Request ▸
Copy every line of the data below word for word, with no changes.

Data extract ▸
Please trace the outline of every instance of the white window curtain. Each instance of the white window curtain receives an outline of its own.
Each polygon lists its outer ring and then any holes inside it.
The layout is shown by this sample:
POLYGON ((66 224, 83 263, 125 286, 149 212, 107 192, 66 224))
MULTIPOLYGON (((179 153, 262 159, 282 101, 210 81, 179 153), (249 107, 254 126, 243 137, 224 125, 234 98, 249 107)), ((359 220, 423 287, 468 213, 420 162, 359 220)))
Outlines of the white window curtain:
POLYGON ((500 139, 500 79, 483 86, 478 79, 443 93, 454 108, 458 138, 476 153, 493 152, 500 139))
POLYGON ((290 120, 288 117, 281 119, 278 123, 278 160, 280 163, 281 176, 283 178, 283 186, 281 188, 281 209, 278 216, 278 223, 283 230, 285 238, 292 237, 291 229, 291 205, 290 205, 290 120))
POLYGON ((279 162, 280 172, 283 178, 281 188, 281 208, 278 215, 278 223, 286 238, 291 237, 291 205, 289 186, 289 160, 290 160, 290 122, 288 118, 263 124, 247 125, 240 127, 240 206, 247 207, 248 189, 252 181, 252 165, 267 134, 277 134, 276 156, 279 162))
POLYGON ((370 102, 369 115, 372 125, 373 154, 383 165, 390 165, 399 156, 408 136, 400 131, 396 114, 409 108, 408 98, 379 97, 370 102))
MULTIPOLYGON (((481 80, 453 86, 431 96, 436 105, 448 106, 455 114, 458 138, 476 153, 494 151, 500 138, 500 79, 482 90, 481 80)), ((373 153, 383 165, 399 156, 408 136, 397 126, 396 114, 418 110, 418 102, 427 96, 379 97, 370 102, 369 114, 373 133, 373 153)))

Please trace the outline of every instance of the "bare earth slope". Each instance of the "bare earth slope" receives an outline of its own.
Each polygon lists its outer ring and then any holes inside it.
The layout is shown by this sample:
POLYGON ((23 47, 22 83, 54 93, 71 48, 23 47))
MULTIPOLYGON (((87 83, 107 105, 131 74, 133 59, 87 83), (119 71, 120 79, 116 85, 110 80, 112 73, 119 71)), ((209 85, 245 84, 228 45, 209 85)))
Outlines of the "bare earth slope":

Written answer ▸
Please trace the outline of every instance of the white window curtain. Each instance of the white window curtain receives an outline of its own.
Each polygon lists its outer ring and then any holes inside it.
The layout is shown by this sample:
POLYGON ((66 224, 83 263, 125 286, 149 212, 107 192, 66 224))
MULTIPOLYGON (((179 153, 262 159, 282 101, 210 81, 179 153), (249 107, 254 126, 243 137, 224 125, 234 98, 249 107)), ((359 220, 423 287, 468 213, 420 162, 359 220)))
Outlines of the white window curtain:
POLYGON ((500 139, 500 79, 483 86, 478 79, 443 93, 454 108, 458 138, 476 153, 493 152, 500 139))
POLYGON ((290 120, 288 117, 281 119, 278 123, 278 160, 280 163, 281 176, 283 178, 283 186, 281 188, 281 209, 278 216, 278 223, 283 230, 285 238, 292 237, 291 229, 291 205, 290 205, 290 120))
POLYGON ((279 162, 280 172, 283 178, 281 188, 281 208, 278 215, 278 223, 286 238, 291 237, 291 205, 289 186, 289 160, 290 160, 290 122, 288 118, 263 124, 247 125, 240 127, 240 206, 247 207, 248 189, 252 181, 252 165, 267 134, 277 134, 276 156, 279 162))
POLYGON ((370 102, 369 115, 372 125, 373 154, 383 165, 390 165, 399 156, 408 136, 400 131, 396 114, 409 108, 408 98, 379 97, 370 102))
MULTIPOLYGON (((481 80, 453 86, 431 96, 436 105, 448 106, 455 114, 458 138, 476 153, 494 151, 500 138, 500 79, 482 90, 481 80)), ((373 153, 383 165, 399 156, 408 136, 397 126, 396 114, 418 110, 418 102, 427 96, 379 97, 370 102, 369 114, 373 133, 373 153)))

Please trace the outline of every instance of the "bare earth slope". Each instance of the "bare earth slope" receives an outline of its own.
Each polygon lists its outer ring and then any holes inside it.
The layout is shown by this sample:
POLYGON ((23 47, 22 83, 54 93, 71 48, 23 47))
MULTIPOLYGON (((87 83, 107 105, 131 74, 133 59, 87 83), (119 71, 120 79, 116 85, 110 80, 112 73, 119 71)), ((209 85, 245 84, 228 45, 209 85)))
Outlines of the "bare earth slope":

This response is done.